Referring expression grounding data
* * *
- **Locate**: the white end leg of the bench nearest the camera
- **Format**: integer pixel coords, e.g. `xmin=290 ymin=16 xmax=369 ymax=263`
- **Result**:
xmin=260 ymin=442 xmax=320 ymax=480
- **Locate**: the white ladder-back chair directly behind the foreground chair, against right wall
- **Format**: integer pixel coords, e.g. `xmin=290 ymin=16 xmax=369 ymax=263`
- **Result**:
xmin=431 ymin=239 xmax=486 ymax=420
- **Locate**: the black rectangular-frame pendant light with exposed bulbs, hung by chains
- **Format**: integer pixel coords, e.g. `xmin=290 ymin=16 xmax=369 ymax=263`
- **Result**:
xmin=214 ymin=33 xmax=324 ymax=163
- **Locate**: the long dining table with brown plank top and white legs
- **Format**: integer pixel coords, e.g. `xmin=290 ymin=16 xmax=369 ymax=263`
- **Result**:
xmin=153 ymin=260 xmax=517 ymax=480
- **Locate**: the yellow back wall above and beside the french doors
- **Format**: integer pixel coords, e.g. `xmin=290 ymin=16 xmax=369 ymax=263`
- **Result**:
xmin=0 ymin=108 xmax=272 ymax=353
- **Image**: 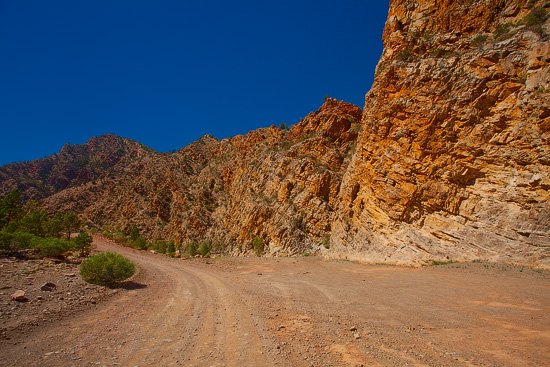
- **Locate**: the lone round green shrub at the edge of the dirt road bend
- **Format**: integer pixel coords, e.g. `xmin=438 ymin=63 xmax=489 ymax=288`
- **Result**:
xmin=80 ymin=252 xmax=136 ymax=288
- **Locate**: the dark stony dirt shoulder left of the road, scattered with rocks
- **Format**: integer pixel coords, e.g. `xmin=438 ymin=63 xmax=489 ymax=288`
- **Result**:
xmin=0 ymin=257 xmax=120 ymax=340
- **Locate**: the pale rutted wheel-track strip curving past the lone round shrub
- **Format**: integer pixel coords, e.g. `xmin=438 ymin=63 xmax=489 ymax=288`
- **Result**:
xmin=98 ymin=239 xmax=272 ymax=367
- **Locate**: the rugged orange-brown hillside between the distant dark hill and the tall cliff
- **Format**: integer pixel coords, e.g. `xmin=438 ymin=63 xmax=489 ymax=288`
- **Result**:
xmin=35 ymin=99 xmax=362 ymax=255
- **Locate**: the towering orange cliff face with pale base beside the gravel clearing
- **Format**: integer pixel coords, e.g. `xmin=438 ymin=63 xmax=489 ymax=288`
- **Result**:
xmin=331 ymin=0 xmax=550 ymax=267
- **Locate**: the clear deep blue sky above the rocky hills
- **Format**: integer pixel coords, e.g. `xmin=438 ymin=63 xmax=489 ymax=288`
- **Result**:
xmin=0 ymin=0 xmax=389 ymax=165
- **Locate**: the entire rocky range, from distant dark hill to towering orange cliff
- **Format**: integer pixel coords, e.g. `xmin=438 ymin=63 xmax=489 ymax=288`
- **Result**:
xmin=0 ymin=0 xmax=550 ymax=267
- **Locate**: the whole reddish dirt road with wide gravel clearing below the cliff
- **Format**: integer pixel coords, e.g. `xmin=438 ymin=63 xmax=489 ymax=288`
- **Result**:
xmin=0 ymin=239 xmax=550 ymax=366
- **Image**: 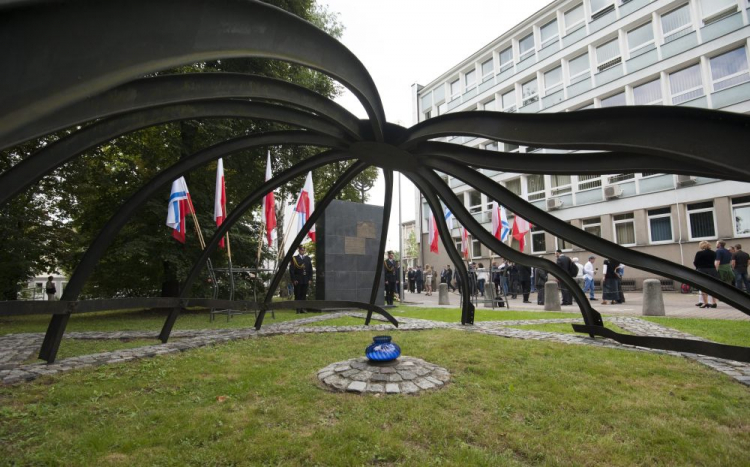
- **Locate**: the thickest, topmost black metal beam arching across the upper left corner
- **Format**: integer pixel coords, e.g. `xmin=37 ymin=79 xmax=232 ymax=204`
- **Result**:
xmin=0 ymin=0 xmax=385 ymax=140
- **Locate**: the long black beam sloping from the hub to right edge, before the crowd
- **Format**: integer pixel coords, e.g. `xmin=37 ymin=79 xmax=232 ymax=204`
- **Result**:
xmin=424 ymin=159 xmax=750 ymax=315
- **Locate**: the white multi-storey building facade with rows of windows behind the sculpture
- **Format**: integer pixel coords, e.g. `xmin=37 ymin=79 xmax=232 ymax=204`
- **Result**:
xmin=412 ymin=0 xmax=750 ymax=287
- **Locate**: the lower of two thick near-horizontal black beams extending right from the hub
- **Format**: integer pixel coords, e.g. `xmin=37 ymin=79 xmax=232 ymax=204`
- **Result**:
xmin=414 ymin=141 xmax=742 ymax=181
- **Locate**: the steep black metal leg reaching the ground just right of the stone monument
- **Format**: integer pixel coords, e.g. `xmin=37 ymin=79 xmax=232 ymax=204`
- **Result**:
xmin=403 ymin=168 xmax=474 ymax=325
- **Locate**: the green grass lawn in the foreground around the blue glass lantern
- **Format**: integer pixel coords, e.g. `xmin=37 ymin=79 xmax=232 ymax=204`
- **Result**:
xmin=0 ymin=330 xmax=750 ymax=466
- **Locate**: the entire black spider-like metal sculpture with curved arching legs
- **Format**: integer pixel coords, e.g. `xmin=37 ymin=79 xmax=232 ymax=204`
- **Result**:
xmin=0 ymin=0 xmax=750 ymax=362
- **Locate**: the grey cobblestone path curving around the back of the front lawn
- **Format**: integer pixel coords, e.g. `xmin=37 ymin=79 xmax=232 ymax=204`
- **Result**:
xmin=0 ymin=312 xmax=750 ymax=386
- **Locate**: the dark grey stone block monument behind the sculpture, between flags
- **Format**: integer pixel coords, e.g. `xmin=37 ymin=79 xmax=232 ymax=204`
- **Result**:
xmin=315 ymin=201 xmax=385 ymax=305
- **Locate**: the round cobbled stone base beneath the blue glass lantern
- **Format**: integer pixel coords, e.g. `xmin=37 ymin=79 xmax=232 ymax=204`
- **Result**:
xmin=318 ymin=355 xmax=451 ymax=394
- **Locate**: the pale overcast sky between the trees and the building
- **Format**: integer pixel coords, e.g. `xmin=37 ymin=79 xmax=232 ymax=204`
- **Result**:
xmin=318 ymin=0 xmax=551 ymax=249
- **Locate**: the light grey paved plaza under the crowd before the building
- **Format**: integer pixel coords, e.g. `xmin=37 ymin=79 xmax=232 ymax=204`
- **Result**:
xmin=396 ymin=292 xmax=750 ymax=321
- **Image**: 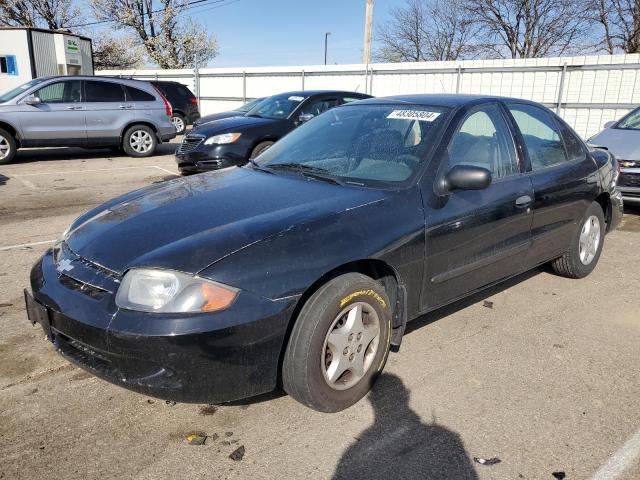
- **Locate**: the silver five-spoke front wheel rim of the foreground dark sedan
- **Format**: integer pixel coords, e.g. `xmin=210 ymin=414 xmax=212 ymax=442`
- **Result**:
xmin=320 ymin=302 xmax=380 ymax=390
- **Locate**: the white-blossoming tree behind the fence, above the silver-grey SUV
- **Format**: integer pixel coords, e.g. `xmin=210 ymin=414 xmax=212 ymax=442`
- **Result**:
xmin=91 ymin=0 xmax=218 ymax=68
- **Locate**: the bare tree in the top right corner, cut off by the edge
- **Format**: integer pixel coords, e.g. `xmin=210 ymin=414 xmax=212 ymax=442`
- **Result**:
xmin=589 ymin=0 xmax=640 ymax=54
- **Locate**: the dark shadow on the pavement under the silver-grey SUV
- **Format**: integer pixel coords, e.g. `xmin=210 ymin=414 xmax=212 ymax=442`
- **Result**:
xmin=13 ymin=143 xmax=180 ymax=164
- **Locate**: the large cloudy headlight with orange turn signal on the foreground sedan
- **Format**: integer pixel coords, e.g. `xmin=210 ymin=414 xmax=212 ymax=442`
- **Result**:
xmin=116 ymin=268 xmax=238 ymax=313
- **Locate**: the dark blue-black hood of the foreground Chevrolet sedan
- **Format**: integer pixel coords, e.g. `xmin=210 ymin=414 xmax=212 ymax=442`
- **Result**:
xmin=66 ymin=168 xmax=388 ymax=273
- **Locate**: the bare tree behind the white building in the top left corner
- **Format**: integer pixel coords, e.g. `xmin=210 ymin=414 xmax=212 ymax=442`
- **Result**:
xmin=0 ymin=0 xmax=80 ymax=30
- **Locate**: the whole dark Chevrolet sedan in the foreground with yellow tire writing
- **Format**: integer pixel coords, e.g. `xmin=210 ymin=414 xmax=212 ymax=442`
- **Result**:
xmin=25 ymin=95 xmax=622 ymax=412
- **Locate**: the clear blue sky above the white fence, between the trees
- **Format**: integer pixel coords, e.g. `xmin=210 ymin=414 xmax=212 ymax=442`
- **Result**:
xmin=92 ymin=0 xmax=404 ymax=67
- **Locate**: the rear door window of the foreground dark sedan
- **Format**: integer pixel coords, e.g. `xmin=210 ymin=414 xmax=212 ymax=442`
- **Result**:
xmin=507 ymin=103 xmax=568 ymax=171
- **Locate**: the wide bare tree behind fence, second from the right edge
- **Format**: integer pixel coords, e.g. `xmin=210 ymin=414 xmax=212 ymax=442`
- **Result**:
xmin=466 ymin=0 xmax=588 ymax=58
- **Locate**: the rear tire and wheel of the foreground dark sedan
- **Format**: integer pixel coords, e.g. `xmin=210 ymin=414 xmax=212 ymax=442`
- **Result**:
xmin=551 ymin=202 xmax=606 ymax=278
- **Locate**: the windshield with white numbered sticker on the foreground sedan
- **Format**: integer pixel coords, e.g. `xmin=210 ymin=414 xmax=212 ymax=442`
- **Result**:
xmin=256 ymin=105 xmax=448 ymax=185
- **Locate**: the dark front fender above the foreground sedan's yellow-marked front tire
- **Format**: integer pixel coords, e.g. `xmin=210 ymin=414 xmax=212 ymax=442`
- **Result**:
xmin=200 ymin=188 xmax=424 ymax=311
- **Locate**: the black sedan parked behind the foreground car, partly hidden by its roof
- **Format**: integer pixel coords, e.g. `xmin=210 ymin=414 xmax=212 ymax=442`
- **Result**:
xmin=176 ymin=90 xmax=370 ymax=173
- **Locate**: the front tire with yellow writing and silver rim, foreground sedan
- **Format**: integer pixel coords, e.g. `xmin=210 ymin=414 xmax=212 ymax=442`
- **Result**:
xmin=282 ymin=273 xmax=392 ymax=413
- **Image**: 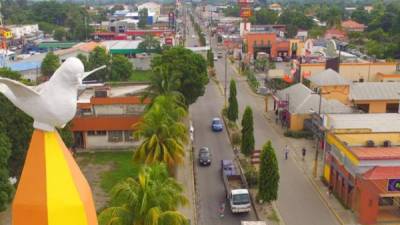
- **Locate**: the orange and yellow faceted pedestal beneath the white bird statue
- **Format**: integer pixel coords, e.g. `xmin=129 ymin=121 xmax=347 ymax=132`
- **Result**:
xmin=12 ymin=130 xmax=98 ymax=225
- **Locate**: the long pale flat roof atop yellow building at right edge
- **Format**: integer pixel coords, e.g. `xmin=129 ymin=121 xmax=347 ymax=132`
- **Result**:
xmin=327 ymin=113 xmax=400 ymax=132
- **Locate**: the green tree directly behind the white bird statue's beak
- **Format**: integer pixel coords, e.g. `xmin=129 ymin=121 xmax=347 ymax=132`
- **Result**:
xmin=88 ymin=46 xmax=110 ymax=81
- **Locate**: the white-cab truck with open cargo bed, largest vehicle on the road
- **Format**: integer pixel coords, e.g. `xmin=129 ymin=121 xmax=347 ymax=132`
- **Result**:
xmin=221 ymin=160 xmax=251 ymax=213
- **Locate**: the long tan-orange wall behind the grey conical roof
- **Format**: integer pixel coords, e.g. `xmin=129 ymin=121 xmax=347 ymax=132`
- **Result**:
xmin=301 ymin=63 xmax=396 ymax=82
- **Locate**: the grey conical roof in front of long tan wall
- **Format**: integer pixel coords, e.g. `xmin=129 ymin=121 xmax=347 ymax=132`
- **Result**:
xmin=308 ymin=69 xmax=350 ymax=86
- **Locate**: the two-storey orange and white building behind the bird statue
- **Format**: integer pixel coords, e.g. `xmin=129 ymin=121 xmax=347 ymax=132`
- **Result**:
xmin=71 ymin=85 xmax=148 ymax=149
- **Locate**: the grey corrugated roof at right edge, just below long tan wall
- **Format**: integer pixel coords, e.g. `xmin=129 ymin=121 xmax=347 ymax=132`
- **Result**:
xmin=350 ymin=82 xmax=400 ymax=100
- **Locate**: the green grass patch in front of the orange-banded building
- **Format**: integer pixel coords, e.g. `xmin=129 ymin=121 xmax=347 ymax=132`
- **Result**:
xmin=78 ymin=151 xmax=141 ymax=193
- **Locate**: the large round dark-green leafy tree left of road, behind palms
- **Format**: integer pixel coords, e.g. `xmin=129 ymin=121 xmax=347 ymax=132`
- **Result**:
xmin=151 ymin=47 xmax=208 ymax=105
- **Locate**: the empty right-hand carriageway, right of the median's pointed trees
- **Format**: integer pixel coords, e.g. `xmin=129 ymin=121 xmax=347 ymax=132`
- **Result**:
xmin=209 ymin=33 xmax=338 ymax=225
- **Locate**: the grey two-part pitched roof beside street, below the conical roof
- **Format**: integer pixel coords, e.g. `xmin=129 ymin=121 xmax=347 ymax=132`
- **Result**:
xmin=277 ymin=83 xmax=352 ymax=114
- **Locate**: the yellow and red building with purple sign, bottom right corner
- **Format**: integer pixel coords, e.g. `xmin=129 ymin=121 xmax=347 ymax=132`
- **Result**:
xmin=323 ymin=113 xmax=400 ymax=224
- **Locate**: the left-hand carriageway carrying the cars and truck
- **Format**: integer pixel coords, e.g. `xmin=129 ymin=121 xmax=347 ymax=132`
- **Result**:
xmin=186 ymin=10 xmax=255 ymax=225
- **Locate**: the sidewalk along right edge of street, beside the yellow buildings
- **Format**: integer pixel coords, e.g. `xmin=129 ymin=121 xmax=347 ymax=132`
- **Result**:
xmin=264 ymin=110 xmax=358 ymax=225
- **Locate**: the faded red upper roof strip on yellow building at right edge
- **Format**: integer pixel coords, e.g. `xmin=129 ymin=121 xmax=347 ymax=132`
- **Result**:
xmin=350 ymin=147 xmax=400 ymax=160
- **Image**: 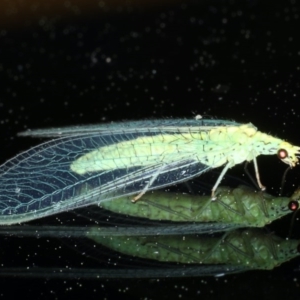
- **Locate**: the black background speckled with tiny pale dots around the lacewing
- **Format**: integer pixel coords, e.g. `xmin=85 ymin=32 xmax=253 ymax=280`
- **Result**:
xmin=0 ymin=0 xmax=300 ymax=300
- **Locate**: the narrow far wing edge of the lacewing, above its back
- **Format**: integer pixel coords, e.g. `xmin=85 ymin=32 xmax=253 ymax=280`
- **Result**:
xmin=18 ymin=119 xmax=241 ymax=138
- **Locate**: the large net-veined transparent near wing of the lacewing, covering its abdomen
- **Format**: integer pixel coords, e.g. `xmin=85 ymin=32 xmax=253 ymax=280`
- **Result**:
xmin=0 ymin=126 xmax=239 ymax=224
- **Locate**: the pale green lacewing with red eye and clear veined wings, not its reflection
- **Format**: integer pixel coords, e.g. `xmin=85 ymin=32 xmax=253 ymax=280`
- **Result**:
xmin=0 ymin=119 xmax=299 ymax=224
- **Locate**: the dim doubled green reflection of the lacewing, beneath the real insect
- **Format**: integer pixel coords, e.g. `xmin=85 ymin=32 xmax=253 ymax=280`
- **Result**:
xmin=0 ymin=179 xmax=299 ymax=278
* * *
### EXERCISE DIRECTIONS:
List all lines from the entries that include the word "beneath".

### OUTPUT OF THE TASK:
- **Locate**: the round cobbled stone base beneath the blue glass lantern
- **Locate**: the orange and yellow faceted pedestal beneath the white bird statue
- **Locate**: the dim doubled green reflection of the lacewing, beneath the real insect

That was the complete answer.